EXCERPT PROVIDED —
***
NetTS tutorial 2: Window size choices

Install netTS, load some libraries

#if netTS is not yet installed you can use the following code to install it from github:
#devtools::install_github("tbonne/netTS")

library(netTS)
library(lubridate)
library(ggplot2)
library(igraph)
library(reshape2)

Introduction

This vignette is meant to provide thoughts on how to choose the scale of the aggregation for time-aggregated network analysis (i.e., windowsize). It will introduce:

How to visualize the effects of changing window sizes
Bootstrap methods to estimate uncertainty.
Estimate how window size alters variation in network measures through time.

We use grooming data of vervet monkeys as an example:

head(groomEvents)

##     ID PartnerID                date
## 1 Laur      Malc 2015-07-01 12:32:19
## 2 Malc      Laur 2015-07-01 12:33:01
## 3 Ubun      Wall 2015-07-01 16:08:26
## 4 Wall      Ubun 2015-07-01 16:09:52
## 5 Dott      Jasm 2015-07-02 09:59:27
## 6 Jasm      Dott 2015-07-02 10:01:58

And we use a measure of out-degree and mean out-degree to explore the data:

#create a function that calculates the out degree of each node
strength_nodes <- function(graph){
  #out degree
  my.value <- strength(graph)
  
  #return the value 
  return(my.value)
}

#create a function that calculates the out degree of each node
strength_graph <- function(graph){
  #out degree
  my.value <- mean(strength(graph,mode="out"))
  
  #return the value 
  return(my.value)
***
SET TASKS —
A – Answer these questions from the netTS tutorial:
(i) Which GitHub path does the commented install line use?
(ii) What data serves as the example?
(iii) What value does the function strength_graph pass to the mode argument?
B – Render this sentence from the netTS tutorial in Spanish: "This vignette is meant to provide thoughts on how to choose the scale of the aggregation for time-aggregated network analysis (i.e., windowsize)."
C – Carry on the netTS tutorial from the point where it stops.
The rows that follow have no connection to the netTS tutorial.
***
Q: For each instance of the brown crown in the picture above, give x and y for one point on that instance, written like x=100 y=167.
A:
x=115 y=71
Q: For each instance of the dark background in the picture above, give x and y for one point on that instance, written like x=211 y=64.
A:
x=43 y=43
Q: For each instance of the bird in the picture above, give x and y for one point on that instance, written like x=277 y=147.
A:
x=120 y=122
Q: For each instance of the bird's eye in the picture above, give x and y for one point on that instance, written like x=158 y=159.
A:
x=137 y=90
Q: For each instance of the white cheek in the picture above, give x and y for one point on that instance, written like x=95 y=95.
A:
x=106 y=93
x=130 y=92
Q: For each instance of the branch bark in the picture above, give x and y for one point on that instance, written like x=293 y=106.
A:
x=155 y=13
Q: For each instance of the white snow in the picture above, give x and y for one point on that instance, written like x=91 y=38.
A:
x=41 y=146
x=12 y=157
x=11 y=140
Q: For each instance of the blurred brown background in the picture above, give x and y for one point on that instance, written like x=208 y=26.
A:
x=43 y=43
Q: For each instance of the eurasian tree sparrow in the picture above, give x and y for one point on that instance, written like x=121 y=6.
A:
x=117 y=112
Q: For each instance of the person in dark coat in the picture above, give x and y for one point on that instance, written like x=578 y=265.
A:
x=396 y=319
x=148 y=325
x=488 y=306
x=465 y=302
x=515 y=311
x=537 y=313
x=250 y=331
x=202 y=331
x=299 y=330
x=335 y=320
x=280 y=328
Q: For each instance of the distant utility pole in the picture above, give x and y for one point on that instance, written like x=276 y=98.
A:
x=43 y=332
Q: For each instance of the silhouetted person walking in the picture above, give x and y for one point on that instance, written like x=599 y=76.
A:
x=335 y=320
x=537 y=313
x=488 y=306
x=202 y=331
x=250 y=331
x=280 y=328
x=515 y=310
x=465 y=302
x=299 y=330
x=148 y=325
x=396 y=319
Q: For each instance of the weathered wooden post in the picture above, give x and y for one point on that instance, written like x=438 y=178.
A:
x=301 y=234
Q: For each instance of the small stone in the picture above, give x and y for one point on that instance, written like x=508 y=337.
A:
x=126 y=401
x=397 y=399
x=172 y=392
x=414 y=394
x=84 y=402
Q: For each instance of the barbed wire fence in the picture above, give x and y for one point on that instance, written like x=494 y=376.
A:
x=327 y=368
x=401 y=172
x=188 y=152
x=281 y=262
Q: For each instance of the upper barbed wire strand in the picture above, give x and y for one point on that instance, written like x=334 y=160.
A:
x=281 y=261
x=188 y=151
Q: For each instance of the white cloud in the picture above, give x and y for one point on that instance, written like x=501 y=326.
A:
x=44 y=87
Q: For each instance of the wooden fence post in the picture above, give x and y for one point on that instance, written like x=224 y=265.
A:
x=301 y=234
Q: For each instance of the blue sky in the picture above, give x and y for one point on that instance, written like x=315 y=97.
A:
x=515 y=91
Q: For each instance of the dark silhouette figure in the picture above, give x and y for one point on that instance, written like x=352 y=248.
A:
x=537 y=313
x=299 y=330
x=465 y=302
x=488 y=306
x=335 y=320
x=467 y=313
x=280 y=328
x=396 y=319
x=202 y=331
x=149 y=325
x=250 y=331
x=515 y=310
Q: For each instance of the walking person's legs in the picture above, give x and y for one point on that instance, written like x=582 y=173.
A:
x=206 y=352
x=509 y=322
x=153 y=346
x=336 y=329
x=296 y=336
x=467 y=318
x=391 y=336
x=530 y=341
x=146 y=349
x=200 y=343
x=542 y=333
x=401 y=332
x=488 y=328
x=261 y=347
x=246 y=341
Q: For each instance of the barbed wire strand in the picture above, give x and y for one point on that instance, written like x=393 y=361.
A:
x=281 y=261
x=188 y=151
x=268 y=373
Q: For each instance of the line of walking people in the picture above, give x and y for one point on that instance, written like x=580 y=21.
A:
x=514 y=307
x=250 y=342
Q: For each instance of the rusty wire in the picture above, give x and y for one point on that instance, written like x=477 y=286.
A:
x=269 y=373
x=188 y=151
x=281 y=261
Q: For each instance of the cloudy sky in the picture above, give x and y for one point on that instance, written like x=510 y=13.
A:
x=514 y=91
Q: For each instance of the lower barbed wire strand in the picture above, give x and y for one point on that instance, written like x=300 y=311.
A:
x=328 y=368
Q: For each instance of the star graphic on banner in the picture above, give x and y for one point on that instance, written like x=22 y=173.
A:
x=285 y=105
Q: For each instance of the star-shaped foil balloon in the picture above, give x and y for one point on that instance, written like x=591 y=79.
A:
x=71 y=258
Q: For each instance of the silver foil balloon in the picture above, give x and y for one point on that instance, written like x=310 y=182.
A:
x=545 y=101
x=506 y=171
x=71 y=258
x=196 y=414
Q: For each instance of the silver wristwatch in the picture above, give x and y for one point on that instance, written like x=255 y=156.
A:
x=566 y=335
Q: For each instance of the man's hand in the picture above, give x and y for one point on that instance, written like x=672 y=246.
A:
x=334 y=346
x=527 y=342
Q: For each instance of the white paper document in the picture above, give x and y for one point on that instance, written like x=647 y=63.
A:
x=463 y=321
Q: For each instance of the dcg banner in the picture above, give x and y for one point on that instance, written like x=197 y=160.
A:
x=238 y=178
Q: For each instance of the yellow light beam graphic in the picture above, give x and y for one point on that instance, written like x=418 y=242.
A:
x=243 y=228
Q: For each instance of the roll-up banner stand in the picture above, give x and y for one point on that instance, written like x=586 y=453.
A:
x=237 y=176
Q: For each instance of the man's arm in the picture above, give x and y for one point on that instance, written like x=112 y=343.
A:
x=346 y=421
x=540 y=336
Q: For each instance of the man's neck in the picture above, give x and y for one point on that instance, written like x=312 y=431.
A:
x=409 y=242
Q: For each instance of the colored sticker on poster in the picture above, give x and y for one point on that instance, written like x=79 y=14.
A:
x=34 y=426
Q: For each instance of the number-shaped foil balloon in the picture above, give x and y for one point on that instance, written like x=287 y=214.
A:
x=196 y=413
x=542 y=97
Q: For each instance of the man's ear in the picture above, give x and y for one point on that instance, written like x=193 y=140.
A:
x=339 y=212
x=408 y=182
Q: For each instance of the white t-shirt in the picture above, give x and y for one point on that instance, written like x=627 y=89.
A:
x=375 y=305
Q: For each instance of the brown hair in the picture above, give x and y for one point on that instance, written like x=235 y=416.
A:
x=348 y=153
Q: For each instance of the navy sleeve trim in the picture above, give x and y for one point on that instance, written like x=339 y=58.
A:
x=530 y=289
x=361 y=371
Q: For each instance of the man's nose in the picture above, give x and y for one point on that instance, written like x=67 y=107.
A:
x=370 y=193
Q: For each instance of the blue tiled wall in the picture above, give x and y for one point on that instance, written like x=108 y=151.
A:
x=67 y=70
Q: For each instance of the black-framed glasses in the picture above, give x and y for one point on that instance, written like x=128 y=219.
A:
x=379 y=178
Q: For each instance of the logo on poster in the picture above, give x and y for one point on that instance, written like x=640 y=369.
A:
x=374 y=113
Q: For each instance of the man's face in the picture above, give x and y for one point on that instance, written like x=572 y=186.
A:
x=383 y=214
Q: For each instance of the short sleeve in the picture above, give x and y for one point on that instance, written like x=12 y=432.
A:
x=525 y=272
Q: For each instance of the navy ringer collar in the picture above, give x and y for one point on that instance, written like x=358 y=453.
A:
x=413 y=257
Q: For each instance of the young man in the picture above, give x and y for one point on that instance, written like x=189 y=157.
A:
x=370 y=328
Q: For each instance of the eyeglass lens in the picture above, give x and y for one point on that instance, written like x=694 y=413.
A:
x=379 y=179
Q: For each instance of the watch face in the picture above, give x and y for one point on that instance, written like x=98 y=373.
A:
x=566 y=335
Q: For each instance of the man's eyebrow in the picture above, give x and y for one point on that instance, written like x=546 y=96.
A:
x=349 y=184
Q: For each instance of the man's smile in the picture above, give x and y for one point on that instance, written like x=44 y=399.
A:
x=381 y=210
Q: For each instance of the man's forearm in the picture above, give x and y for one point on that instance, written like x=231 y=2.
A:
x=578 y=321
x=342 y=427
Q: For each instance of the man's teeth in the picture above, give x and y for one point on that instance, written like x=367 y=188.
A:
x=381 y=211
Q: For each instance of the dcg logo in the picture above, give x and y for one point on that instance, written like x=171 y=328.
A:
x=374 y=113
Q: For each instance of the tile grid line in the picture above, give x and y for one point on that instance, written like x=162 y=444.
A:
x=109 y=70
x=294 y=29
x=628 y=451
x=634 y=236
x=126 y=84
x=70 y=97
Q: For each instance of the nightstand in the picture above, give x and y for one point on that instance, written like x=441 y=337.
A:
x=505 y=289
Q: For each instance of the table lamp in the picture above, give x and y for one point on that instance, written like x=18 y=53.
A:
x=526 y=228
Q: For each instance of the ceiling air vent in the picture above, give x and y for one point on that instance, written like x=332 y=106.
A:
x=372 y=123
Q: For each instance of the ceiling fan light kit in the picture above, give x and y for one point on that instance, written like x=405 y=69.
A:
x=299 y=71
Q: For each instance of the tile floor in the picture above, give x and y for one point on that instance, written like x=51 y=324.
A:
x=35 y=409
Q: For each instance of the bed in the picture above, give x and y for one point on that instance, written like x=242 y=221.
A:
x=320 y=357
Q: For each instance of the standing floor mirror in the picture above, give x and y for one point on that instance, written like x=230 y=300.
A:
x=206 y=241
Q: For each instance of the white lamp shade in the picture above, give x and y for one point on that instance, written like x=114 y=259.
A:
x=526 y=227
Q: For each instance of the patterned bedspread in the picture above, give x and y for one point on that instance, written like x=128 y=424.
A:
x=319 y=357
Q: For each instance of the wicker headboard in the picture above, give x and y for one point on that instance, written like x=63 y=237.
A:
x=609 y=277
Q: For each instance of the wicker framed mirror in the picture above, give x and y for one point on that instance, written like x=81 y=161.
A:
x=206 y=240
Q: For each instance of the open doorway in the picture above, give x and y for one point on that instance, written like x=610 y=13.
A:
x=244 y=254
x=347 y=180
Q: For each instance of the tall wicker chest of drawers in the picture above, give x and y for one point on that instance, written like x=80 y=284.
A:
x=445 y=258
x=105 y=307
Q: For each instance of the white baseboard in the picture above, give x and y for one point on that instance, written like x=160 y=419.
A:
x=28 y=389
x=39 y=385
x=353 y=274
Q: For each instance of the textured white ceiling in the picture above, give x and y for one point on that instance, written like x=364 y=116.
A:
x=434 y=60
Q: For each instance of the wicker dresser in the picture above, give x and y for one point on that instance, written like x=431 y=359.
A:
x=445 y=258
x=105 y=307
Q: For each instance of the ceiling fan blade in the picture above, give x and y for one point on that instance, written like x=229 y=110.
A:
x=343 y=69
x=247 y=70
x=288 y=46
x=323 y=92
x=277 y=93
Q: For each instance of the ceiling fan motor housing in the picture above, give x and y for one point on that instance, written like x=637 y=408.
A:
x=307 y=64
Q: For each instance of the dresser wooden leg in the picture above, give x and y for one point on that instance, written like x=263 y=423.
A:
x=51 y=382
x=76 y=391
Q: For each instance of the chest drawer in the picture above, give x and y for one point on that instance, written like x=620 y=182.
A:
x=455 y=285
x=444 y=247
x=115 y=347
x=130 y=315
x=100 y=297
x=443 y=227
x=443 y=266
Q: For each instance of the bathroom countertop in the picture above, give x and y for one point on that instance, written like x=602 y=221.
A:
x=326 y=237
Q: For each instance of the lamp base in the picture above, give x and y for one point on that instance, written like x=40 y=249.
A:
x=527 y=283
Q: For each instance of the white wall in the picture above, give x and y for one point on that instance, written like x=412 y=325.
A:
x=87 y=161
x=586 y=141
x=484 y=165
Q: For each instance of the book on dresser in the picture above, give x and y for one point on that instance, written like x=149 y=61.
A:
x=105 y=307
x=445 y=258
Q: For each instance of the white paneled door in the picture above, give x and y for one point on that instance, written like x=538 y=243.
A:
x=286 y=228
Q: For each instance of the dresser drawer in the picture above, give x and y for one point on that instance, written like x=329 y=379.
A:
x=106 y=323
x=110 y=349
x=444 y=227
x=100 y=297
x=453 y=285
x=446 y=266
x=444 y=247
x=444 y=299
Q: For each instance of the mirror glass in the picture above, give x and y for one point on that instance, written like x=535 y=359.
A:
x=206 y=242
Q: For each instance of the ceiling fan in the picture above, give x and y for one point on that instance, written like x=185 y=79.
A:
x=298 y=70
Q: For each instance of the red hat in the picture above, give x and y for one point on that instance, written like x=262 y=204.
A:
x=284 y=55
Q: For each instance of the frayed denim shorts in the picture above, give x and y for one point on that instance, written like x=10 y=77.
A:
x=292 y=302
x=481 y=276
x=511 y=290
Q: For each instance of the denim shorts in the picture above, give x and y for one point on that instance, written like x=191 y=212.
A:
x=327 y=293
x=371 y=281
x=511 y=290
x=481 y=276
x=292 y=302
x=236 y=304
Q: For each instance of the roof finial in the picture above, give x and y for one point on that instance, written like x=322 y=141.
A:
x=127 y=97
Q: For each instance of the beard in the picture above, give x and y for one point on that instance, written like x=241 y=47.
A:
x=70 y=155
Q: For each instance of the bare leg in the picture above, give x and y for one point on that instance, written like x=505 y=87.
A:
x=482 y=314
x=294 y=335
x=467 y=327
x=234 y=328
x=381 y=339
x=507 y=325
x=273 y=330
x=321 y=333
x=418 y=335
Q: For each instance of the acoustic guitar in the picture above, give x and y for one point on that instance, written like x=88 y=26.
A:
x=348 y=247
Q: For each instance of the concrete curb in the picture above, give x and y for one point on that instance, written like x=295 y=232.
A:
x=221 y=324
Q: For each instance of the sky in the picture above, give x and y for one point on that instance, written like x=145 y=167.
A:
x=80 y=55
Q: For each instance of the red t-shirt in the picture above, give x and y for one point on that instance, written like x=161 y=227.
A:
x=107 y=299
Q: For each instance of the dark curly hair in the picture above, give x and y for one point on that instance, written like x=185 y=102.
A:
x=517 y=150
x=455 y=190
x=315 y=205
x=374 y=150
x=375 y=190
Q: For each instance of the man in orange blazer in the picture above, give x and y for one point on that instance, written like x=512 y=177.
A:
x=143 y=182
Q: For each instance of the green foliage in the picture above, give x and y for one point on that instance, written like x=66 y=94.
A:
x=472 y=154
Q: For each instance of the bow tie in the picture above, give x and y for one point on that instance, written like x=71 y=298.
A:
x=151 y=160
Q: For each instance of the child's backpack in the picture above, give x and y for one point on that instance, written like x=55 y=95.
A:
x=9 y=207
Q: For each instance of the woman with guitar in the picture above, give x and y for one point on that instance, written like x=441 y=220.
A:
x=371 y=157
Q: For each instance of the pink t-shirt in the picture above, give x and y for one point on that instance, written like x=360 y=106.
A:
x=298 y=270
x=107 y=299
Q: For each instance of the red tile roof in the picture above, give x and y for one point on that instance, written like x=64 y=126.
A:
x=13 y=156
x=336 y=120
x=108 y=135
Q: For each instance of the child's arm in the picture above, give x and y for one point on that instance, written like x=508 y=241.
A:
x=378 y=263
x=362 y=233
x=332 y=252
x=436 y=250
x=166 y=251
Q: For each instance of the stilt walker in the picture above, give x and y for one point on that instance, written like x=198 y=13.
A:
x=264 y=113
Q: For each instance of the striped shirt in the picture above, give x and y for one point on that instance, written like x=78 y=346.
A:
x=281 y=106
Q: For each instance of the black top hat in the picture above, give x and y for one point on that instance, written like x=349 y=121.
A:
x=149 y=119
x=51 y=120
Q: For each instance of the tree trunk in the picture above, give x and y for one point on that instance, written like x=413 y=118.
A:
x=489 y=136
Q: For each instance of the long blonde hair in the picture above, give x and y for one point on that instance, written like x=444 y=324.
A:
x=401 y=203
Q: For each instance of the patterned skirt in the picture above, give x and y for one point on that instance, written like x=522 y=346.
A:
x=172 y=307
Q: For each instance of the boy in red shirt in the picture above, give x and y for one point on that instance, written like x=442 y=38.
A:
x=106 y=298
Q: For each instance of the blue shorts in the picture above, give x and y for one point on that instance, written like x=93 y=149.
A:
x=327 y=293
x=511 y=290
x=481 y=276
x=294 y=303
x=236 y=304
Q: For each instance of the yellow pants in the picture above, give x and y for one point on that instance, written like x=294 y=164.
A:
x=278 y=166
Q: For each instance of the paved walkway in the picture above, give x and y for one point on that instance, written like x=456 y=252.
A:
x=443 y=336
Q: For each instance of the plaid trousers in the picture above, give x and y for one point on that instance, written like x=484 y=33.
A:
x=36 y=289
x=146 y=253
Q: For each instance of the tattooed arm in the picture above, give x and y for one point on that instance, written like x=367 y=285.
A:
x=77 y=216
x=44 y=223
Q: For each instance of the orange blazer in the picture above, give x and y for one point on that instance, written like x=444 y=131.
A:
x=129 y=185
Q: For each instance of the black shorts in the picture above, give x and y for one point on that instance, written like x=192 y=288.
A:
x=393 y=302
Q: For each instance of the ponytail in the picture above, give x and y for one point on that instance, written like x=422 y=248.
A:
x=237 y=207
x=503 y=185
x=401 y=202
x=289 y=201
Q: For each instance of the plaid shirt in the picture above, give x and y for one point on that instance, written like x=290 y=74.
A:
***
ANSWERS FOR THE TASKS —
A –
(i) tbonne/netTS
(ii) Grooming data of vervet monkeys
(iii) "out"

B – Esta viñeta pretende ofrecer ideas sobre cómo elegir la escala de agregación para el análisis de redes agregadas en el tiempo (es decir, windowsize).

C –
}

1) Visualize the effects of scale choice

Choosing the window size will affect the time scale at which change is measured. The lower bounds of the window size will be in part based on the density of data collection, whereas the upper bounds of the window size choice will be constrained by the total extent of time that the data was collected. Below we look at how changing the window size affects the measure of change in the network

#look at the change in the network at different time scales: 10, 30, 60, 90, and 120 days
net.str.10<-graphTS(groomEvents, windowsize = days(10), windowshift = days(10), measureFun = strength_graph, directed=TRUE)

## [1] "50 networks extracted"

net.str.30<-graphTS(groomEvents, windowsize = days(30), windowshift = days(10), measureFun = strength_graph, directed=TRUE)

## [1] "48 networks extracted"

net.str.60<-graphTS(groomEvents, windowsize = days(60), windowshift = days(10), measureFun = strength_graph, directed=TRUE)

## [1] "45 networks extracted"

net.str.90<-graphTS(groomEvents, windowsize = days(90), windowshift = days(10), measureFun = strength_graph, directed=TRUE)

## [1] "42 networks extracted"

#combine them all into one dataset
net.str.10$windowsize <- 10
net.str.30$windowsize <- 30
net.str.60$windowsize <- 60
net.str.90$windowsize <- 90
net.str.all <- rbind(net.str.10,net.str.30,net.str.60,net.str.90)

#plot the results
p.str.all<-ggplot(data=net.str.all,aes(y=measure, x=windowstart, color=factor(windowsize)), ylab="Mean out-strength", xlab="Date")+geom_point()+geom_path() + theme_classic()
p.str.all

We can see that as the window size gets larger, so does the mean out-degree. We also see that the changes are smoothed out, and that the extent is shorter.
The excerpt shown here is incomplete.